* Required work
Check every line in the listing below for "stone". Copy the ones where it occurs.

* Records provided
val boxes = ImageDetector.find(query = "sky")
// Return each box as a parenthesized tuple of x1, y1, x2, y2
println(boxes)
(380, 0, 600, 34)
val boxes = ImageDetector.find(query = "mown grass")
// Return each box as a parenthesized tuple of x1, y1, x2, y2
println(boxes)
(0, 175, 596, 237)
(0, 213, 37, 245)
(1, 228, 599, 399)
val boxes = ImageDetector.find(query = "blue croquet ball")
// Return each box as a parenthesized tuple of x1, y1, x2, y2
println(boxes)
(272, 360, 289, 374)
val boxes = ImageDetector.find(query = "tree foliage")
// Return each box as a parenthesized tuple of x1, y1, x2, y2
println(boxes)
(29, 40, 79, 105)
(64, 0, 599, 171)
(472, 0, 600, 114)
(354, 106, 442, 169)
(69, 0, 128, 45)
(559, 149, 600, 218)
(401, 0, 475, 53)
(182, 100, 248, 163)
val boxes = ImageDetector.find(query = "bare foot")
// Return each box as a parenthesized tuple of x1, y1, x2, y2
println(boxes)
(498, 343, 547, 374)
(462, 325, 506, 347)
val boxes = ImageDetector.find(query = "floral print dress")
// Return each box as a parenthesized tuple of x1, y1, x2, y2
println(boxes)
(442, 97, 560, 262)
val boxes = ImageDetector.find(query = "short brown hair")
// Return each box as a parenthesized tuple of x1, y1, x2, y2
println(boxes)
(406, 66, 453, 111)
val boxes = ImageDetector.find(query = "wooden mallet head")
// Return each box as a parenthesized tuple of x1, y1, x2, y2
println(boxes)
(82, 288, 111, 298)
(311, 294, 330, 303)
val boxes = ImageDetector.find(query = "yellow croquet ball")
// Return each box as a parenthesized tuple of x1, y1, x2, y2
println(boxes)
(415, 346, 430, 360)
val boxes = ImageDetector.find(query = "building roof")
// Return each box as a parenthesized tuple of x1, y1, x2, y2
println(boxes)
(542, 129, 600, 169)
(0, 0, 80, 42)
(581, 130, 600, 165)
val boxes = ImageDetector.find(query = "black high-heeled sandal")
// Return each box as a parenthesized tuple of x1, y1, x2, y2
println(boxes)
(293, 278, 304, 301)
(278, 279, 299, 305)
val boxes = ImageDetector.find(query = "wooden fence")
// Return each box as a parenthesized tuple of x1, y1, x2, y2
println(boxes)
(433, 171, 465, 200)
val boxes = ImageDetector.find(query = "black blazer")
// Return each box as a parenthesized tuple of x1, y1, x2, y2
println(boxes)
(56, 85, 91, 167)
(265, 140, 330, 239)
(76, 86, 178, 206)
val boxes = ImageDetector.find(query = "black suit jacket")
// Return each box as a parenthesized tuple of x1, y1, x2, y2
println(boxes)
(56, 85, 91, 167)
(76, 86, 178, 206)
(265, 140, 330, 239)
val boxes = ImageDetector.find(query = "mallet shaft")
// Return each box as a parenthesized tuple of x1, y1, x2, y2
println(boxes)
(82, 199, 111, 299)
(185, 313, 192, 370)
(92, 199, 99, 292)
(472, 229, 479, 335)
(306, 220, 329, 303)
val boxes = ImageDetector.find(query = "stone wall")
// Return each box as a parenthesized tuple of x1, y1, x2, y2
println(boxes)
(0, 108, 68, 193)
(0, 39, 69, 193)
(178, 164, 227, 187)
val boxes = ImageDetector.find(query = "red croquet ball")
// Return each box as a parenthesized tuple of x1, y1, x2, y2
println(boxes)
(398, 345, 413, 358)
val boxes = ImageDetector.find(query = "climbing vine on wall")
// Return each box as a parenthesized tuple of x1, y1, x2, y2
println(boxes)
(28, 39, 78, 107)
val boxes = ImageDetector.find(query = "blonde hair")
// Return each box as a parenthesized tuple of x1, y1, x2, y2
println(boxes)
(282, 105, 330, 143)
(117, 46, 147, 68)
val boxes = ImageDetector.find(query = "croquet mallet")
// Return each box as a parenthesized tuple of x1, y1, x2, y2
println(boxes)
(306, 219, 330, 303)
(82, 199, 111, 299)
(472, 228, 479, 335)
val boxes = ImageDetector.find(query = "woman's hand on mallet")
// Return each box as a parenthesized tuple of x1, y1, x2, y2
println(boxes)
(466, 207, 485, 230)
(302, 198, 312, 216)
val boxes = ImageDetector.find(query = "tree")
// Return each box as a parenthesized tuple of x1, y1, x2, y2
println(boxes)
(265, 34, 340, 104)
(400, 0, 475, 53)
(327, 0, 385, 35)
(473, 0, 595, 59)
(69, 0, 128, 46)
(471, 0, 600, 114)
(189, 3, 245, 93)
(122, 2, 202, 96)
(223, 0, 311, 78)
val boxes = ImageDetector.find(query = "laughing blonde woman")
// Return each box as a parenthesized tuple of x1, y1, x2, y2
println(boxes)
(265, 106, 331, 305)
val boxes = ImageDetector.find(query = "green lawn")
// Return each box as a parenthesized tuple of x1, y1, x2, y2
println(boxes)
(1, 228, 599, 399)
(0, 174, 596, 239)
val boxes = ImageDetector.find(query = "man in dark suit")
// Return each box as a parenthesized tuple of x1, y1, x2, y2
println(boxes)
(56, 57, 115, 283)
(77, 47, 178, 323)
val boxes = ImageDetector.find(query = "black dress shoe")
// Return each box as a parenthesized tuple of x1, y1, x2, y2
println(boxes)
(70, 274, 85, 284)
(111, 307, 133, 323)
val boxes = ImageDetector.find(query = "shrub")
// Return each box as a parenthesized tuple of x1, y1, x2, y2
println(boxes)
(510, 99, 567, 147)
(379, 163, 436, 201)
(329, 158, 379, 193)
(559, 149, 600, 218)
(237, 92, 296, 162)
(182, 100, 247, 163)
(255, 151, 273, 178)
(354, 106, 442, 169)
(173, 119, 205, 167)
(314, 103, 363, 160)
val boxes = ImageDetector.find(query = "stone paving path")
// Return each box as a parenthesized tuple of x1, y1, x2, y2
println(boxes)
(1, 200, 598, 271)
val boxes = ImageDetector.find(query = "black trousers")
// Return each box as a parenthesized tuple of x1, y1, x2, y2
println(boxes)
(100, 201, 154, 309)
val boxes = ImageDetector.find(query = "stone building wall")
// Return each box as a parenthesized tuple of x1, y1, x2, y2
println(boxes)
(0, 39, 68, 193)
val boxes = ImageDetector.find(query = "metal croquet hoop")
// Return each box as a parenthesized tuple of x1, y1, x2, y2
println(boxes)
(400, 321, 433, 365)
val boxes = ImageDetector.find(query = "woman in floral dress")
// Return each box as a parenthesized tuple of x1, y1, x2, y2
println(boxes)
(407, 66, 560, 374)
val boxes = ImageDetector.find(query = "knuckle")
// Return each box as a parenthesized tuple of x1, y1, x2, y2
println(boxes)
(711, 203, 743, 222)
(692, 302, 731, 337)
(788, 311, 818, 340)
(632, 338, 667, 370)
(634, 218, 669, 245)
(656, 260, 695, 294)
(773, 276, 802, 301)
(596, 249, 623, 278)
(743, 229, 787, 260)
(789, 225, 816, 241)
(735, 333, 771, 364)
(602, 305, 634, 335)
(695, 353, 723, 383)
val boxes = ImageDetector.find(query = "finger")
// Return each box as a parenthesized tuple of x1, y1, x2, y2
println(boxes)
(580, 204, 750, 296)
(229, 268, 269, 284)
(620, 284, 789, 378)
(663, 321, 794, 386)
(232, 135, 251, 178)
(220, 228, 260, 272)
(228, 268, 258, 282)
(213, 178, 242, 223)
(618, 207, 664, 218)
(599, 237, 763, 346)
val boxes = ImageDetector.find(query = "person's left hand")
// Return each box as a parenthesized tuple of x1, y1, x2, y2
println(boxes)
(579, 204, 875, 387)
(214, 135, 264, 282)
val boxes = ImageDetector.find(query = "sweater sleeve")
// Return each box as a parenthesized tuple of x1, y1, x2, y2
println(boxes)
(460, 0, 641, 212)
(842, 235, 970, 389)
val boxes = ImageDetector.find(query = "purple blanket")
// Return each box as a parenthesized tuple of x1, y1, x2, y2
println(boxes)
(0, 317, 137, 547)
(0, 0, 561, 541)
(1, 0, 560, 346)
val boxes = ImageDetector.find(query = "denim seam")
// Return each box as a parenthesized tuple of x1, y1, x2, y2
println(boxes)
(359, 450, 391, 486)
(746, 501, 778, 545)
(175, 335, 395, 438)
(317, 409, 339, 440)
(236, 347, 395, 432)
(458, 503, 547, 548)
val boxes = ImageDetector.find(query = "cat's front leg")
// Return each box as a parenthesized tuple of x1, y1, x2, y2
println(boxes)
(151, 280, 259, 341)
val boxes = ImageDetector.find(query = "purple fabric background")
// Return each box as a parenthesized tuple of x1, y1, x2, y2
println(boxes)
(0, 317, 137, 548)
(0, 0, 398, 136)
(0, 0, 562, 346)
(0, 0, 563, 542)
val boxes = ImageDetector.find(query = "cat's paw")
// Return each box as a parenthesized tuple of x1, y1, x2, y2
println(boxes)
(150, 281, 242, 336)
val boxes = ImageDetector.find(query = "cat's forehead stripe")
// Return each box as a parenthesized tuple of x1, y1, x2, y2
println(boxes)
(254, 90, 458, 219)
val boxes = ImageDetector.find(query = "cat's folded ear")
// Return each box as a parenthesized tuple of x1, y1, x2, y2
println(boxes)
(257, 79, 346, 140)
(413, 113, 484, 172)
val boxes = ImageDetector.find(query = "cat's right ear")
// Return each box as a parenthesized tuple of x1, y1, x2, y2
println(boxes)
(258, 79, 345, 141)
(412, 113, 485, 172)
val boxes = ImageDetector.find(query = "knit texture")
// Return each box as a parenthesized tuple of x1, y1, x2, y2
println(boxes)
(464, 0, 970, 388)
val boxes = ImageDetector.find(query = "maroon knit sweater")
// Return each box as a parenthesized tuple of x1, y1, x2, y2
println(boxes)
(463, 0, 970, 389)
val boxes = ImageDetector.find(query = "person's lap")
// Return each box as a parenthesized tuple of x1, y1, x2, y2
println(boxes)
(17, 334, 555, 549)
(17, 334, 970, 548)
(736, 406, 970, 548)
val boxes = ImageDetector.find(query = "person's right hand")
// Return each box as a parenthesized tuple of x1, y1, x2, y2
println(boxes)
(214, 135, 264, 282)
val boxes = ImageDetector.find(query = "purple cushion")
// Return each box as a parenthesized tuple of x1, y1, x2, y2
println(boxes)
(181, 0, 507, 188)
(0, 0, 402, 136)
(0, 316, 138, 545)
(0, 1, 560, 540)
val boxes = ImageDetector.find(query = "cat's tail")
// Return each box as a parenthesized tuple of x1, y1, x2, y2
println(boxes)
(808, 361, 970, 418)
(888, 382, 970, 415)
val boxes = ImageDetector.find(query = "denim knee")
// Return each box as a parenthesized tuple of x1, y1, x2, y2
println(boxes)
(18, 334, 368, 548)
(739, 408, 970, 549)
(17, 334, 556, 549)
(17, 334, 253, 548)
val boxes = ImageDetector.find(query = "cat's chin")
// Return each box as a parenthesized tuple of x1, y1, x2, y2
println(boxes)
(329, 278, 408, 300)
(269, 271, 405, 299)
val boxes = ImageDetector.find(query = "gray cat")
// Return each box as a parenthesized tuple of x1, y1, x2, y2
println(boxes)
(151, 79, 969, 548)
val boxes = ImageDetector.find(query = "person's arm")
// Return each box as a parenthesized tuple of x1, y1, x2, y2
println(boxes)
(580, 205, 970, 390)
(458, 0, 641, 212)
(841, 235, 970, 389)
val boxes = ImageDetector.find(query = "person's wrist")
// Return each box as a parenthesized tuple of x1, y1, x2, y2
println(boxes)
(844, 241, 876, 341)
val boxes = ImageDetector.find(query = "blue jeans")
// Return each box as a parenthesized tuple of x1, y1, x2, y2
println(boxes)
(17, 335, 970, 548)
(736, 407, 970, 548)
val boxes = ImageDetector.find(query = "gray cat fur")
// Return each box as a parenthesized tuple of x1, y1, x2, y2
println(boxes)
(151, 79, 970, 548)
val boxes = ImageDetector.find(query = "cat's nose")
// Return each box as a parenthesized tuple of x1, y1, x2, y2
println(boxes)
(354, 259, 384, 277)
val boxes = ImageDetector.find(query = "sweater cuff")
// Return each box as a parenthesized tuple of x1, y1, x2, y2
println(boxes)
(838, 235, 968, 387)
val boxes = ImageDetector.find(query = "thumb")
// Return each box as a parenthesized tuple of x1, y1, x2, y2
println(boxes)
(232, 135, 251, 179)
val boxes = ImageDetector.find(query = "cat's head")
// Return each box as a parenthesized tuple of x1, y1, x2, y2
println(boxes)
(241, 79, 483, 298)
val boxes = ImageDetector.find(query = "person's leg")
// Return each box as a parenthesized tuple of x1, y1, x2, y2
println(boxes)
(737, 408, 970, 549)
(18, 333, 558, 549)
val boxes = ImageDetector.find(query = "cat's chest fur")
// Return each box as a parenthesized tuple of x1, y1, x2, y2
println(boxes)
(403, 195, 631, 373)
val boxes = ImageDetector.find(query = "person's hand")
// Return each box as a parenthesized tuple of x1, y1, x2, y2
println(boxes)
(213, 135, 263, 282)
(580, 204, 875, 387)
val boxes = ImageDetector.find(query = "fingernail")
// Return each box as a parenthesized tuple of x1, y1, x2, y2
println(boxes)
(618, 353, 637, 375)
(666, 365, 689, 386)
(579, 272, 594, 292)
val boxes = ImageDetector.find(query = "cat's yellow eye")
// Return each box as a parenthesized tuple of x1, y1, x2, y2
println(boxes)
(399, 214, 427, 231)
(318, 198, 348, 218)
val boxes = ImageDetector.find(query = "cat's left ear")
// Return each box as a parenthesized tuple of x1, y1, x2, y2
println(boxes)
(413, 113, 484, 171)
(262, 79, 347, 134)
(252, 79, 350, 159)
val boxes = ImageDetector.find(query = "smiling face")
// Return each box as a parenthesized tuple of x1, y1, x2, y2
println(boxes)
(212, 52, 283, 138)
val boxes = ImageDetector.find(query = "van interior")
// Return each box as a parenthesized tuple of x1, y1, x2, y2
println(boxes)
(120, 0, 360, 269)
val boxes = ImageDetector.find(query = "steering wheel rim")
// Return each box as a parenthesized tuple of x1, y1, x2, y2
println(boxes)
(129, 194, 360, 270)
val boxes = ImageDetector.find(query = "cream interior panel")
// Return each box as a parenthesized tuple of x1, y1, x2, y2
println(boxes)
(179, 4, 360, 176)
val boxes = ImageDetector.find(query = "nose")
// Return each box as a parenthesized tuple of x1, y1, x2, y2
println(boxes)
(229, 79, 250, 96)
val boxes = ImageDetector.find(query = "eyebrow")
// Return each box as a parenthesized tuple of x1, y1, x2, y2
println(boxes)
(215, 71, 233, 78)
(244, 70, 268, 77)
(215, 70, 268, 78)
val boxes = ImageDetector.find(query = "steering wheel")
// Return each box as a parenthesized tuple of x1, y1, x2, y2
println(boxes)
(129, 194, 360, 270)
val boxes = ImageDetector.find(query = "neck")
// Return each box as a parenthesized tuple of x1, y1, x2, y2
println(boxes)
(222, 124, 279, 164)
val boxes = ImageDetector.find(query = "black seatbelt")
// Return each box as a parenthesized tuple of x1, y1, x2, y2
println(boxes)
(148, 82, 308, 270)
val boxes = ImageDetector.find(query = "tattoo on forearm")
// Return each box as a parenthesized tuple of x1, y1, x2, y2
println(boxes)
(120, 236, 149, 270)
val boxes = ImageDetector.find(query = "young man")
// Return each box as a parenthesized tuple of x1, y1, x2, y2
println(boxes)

* The completed task
val boxes = ImageDetector.find(query = "stone wall")
val boxes = ImageDetector.find(query = "stone paving path")
val boxes = ImageDetector.find(query = "stone building wall")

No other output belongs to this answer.